→ **Do this**:
Write out every entry, unchanged. Skip any picture.

→ **Data section**:
=====

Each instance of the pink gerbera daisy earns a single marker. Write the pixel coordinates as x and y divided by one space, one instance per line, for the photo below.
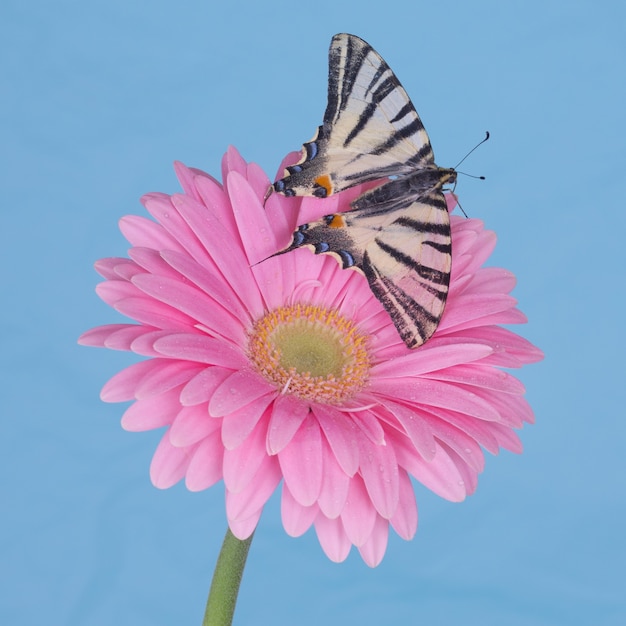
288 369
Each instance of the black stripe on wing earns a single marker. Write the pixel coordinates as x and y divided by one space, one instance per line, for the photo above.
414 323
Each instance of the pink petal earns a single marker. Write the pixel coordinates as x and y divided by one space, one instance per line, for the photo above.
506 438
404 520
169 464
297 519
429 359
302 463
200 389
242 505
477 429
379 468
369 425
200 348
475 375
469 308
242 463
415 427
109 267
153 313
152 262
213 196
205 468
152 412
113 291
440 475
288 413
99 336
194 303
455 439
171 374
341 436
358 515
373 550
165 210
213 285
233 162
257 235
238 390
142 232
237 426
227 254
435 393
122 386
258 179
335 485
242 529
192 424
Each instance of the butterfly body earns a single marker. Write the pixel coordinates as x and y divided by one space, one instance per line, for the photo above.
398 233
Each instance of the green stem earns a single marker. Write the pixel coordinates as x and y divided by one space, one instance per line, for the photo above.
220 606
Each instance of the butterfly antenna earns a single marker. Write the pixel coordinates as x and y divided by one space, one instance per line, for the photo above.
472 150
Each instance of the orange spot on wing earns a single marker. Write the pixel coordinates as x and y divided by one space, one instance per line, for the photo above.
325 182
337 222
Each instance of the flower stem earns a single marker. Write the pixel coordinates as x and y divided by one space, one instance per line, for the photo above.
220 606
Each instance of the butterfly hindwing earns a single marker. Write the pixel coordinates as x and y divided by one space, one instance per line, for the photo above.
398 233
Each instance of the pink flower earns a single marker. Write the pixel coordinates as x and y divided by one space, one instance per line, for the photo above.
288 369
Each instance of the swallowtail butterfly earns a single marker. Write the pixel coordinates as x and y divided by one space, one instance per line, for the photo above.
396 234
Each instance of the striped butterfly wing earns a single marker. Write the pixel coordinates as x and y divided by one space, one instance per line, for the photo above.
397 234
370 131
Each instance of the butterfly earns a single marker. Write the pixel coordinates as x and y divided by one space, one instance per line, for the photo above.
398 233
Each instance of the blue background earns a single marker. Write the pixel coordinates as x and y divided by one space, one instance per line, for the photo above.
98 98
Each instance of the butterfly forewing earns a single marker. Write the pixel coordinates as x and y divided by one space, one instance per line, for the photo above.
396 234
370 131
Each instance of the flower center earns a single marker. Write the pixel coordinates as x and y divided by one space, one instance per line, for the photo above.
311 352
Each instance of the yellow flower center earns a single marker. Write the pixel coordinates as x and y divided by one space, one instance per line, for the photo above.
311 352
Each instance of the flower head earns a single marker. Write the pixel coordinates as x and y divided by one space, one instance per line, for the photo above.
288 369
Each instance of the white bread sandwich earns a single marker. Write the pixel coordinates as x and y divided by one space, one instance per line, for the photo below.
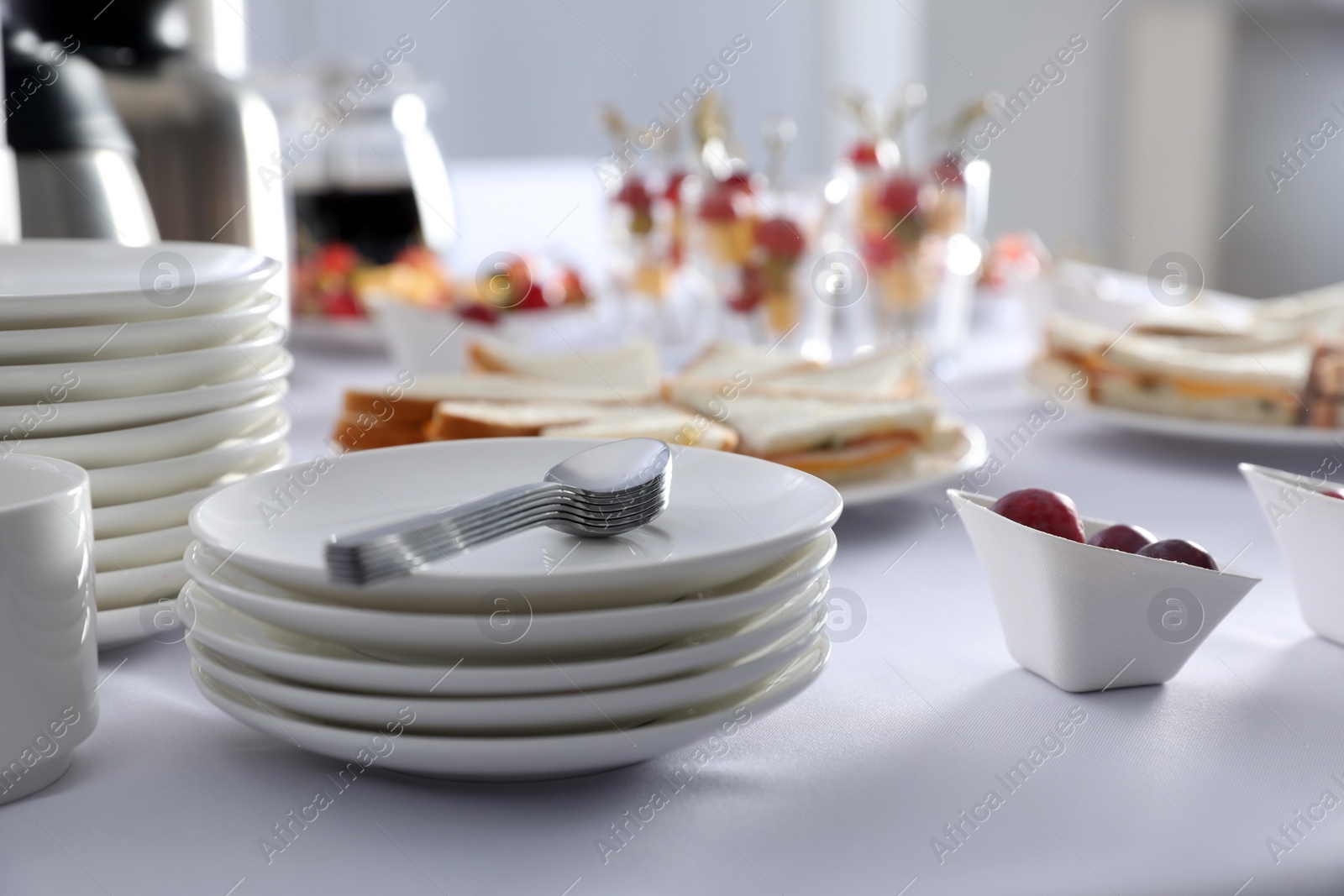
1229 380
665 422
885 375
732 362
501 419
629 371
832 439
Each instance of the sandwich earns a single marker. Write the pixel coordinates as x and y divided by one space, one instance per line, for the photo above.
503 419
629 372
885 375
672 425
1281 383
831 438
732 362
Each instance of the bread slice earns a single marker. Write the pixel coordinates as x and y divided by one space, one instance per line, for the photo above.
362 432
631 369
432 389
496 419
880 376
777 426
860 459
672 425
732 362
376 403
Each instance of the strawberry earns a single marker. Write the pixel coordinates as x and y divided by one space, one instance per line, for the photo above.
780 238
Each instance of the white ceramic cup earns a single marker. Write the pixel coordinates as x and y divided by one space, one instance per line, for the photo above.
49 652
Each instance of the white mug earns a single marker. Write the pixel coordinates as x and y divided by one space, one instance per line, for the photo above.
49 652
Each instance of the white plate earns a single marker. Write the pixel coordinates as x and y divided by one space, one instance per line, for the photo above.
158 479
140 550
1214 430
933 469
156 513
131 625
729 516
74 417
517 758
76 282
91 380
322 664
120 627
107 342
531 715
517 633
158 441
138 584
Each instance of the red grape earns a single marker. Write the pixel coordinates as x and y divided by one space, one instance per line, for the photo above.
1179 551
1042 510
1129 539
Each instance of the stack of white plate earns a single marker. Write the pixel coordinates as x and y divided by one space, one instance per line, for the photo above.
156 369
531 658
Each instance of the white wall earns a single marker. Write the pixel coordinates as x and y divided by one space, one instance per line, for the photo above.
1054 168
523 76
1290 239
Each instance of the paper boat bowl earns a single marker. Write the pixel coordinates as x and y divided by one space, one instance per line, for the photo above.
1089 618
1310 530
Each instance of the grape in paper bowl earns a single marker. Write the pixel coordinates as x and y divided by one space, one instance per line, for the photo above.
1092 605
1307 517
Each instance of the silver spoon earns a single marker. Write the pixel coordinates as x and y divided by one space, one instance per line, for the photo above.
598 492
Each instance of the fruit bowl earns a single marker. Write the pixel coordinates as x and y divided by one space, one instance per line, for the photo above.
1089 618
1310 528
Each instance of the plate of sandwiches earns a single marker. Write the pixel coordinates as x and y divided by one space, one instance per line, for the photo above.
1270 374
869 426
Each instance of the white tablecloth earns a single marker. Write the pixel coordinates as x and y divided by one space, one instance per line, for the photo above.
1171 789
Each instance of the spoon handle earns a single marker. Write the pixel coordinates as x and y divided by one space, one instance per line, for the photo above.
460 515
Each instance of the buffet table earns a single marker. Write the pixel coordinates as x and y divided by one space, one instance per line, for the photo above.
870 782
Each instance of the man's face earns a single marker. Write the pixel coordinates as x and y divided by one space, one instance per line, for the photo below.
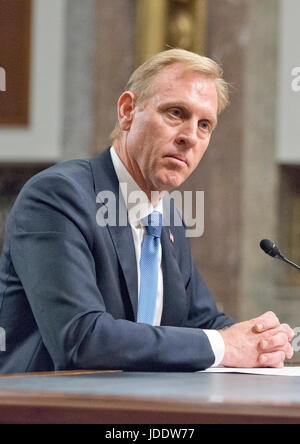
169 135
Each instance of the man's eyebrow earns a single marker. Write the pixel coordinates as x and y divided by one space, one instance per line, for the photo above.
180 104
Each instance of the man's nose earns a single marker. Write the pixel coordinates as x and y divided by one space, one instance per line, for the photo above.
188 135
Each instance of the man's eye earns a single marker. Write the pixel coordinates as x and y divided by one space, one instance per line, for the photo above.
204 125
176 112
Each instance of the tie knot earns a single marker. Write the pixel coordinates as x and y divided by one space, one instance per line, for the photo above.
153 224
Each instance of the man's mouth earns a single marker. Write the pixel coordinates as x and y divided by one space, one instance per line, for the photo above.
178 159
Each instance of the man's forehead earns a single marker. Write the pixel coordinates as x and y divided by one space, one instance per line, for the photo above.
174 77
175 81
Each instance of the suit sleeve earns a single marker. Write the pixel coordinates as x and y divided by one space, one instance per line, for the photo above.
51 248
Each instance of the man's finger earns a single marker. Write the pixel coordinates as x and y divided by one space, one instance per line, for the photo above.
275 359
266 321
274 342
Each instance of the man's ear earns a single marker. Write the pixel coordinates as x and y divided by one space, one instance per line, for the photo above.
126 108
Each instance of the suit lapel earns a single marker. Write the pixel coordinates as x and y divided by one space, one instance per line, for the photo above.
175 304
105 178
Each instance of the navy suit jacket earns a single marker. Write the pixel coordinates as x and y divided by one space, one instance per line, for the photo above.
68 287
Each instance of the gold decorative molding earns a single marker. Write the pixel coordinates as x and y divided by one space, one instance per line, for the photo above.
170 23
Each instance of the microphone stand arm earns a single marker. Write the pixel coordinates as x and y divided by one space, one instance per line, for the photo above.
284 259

=====

→ **Output of the exercise**:
Each instance of the pink gerbera daisy earns a single marker. Write the pixel coordinates as x and y divided by one space, one instance per line, for the photo below.
288 369
Each instance of the black stripe on wing earns a single marker. Write the pixel coordinates as x and y divided by one space, one instance per line, for the photo above.
414 323
Each instance of the pink petal earns a single marker. Write the pixel coordinates as x and y divided by one space, one instance per line, for the photo above.
506 438
404 520
169 464
297 519
429 359
302 463
200 389
242 505
477 429
379 468
369 425
200 348
475 375
469 308
242 463
415 427
109 267
153 313
152 262
213 196
205 468
152 412
113 291
440 475
288 413
99 336
194 303
455 439
171 374
341 436
358 515
373 550
165 210
213 285
233 162
257 235
238 390
142 232
237 426
227 254
435 393
122 386
258 179
335 485
242 529
192 424
Each instance of the butterfly body earns a single marker. Write the pixel coordinates as x and y divided by one space, one instance per line, for the photo above.
398 233
Each instance of the green stem earns a single marker. Write the pixel coordinates as x and y divided by one space, one instance per line, for the photo above.
220 606
Each instance of the butterfly antenna earns a single marker. Write the pixel coordinates as x and y divided by one space, one instance per line, for the photo above.
472 150
Each instance of the orange spot on wing earns a single marker. Write the pixel coordinates as x and y divided by one space, one instance per line, for the photo above.
325 182
337 222
Each instance of the flower stem earns a single marker. Write the pixel coordinates as x and y divided by one space, one instance per line, for the photo above.
220 606
Each instance of the butterfly hindwing earns a single marker. Write the pixel coordinates as x and y divided by one space, one instance per line, for the photo above.
398 233
Each instance of the pink flower earns a single marker. Write the pixel coordinates as x and y divided by one space, one instance per line, for the photo above.
288 369
Each instance of the swallowtail butterfly earns a single marker. Write the pixel coordinates as x and y divided by one space, one instance per line, for the photo above.
396 234
Each instance of the striped butterfly wing earns a single marker. Write the pixel coordinates as x and y divided by one space, one instance per line, for the photo above.
397 234
370 131
Each instance of the butterfly earns a single marker. Write the pixel coordinates as x and y divided by one space, one instance per line, for the photo above.
398 233
Each instance of the blue background earns a single marker. Write the pixel coordinates as x and y divided by one space, one instance per line, for the photo above.
98 98
Each instance of the butterfly forewing earns a single marker. Write the pixel coordinates as x and y divided by one space, one instance per line, for the photo above.
396 234
370 131
Each instance of the flower center earns a single marker. Write the pixel coordinates as x and y divided by one space, one instance per line, for the photo above.
311 352
Each instance of the yellow flower center earns a single marker. Write the pixel coordinates as x and y divided by one space, one instance per line, for the photo above.
311 352
Each instance of the flower head earns a single marker. Write the pixel coordinates as x and y divided by one space, one instance per line, for the photo above.
288 369
Each instance of the white bread sandwich earns a single marker. Write the pixel coordinates as x and y divided by one space, one instance per line, for the photo below.
1229 380
665 422
885 375
732 362
501 419
629 371
832 439
Each instance of the sandwich earns a single marker. Write the pixel coordinates as x and y divided by one space, one instance per line, for the photo above.
503 419
629 372
885 375
672 425
1281 383
831 438
732 362
Each instance of the bread slice earns a single marker. Write the pixel coordinates as x and y divided by one space, one instance per line, for the photo above.
362 432
631 369
432 389
496 419
880 376
777 426
860 459
672 425
732 362
376 403
Each instance of the strawberry earns a single marker. Write the pixel coordinates as x and y divided by one space, one instance per line, for the photo above.
780 238
Each instance of the white ceramic cup earns a single marker. Write the pixel coordinates as x and y divided by one space, one instance per line, for the photo above.
49 652
Each instance of the white mug earns a single marker. Write the pixel coordinates as x and y divided by one space, one instance per line, for the photo above.
49 652
Each instance of the white plate earns a single marker. Write the pixel coordinates as x and y divided by one space, one instance per line, for the photo above.
158 479
140 550
1214 430
933 469
156 513
131 625
729 516
74 417
517 758
76 282
91 380
322 664
120 627
107 342
531 715
517 633
158 441
138 584
Each instance of the red grape earns a single marker. Write the pixel coordinates as x and y divided by one space, one instance per line, for the photo above.
1179 551
1042 510
1129 539
Each instance of the stack of white plate earns a single marker. Write the pixel coordinates as x and y divided by one space, one instance per line, for the photo above.
156 369
531 658
Each instance of the white wall earns a single marker. Write the pixel coordinates as x and y divided by one space, one instance per line, for the photo above.
1054 168
523 76
1290 239
Each instance of the paper boat bowl earns a single marker. Write the pixel coordinates as x and y divided by one space, one instance per line, for the photo above.
1089 618
1310 530
Each instance of the grape in paper bowl earns a single marker. Write the pixel coordinates as x and y divided by one space, one instance per line, for the photo above.
1092 605
1307 517
Each instance of the silver spoon earns a single marker. Write the pixel coordinates as x and y divided by one space, one instance per line, for the photo above.
598 492
Each instance of the fruit bowl earns a single marker. Write the pixel coordinates as x and y divided by one space, one instance per line, for the photo above.
1089 618
1310 528
Each instance of the plate of sandwiches earns a single marker. Write the pixel coordinates as x and y divided by one space, one instance per line, for the photo above.
1270 374
869 426
Each instance of the white tablecloth earns a single marker. Write the pixel coordinates as x and y divided by one space, one instance per line, for the photo above.
1171 789
Each instance of the spoon handle earns a single marker. Write the pixel coordinates as x and y divided by one space, one instance per line, for the photo above.
460 515
Each instance of the buffet table earns a single marker. Write the pixel coordinates as x and y divided by one space, one instance per line, for the photo above.
870 782
Each instance of the man's face earns a single marker. Write the pixel coordinates as x and y divided by one space, one instance per line, for the photo below.
169 135
Each instance of the man's eyebrow earns a single marker. Write the pixel coordinates as x and y divided by one space, one instance per line, for the photo above.
180 104
Each instance of the man's nose earns a single marker. Write the pixel coordinates as x and y divided by one space, one instance per line, for the photo above.
188 135
Each instance of the man's eye earns a single marker. Write the pixel coordinates as x and y divided by one space, one instance per line, for the photo above.
204 125
176 112
Each instance of the tie knot earns a single marker. Write the pixel coordinates as x and y divided by one space, one instance per line, for the photo above.
153 224
Each instance of the man's mouth earns a single marker. Write the pixel coordinates as x and y divided by one space, one instance per line, for the photo above.
178 159
Each instance of the man's forehead earns a single marker. Write the pixel coordinates as x and y divided by one space, one instance per line, for the photo above.
174 77
175 81
Each instance of the suit sleeve earns a single marker. Write the pixel coordinates as x and y divided by one space, one instance per line, for the photo above.
51 248
Each instance of the man's finger earns a single marker. Write the pixel coordinates as x and y divided by one space, one instance per line, for the photo above.
275 359
266 321
274 342
Each instance of the man's ear earns a single marker. Write the pixel coordinates as x and y divided by one space, one instance per line, for the photo above.
126 108
Each instance of the suit lapel earns a single marker. Write the pixel coordinates as x and y divided by one space, one instance per line, for the photo above.
175 304
105 178
Each instance of the navy suit jacket earns a single marker. Write the pixel coordinates as x and y divided by one space, one instance per line, for the photo above.
68 287
Each instance of the gold decorative molding earns a single marker. Write the pixel coordinates as x and y divided by one space, one instance per line, for the photo above.
170 23
Each instance of the microphone stand arm earns a single marker. Write the pixel coordinates as x and y divided by one space, one instance per line, for the photo above.
284 259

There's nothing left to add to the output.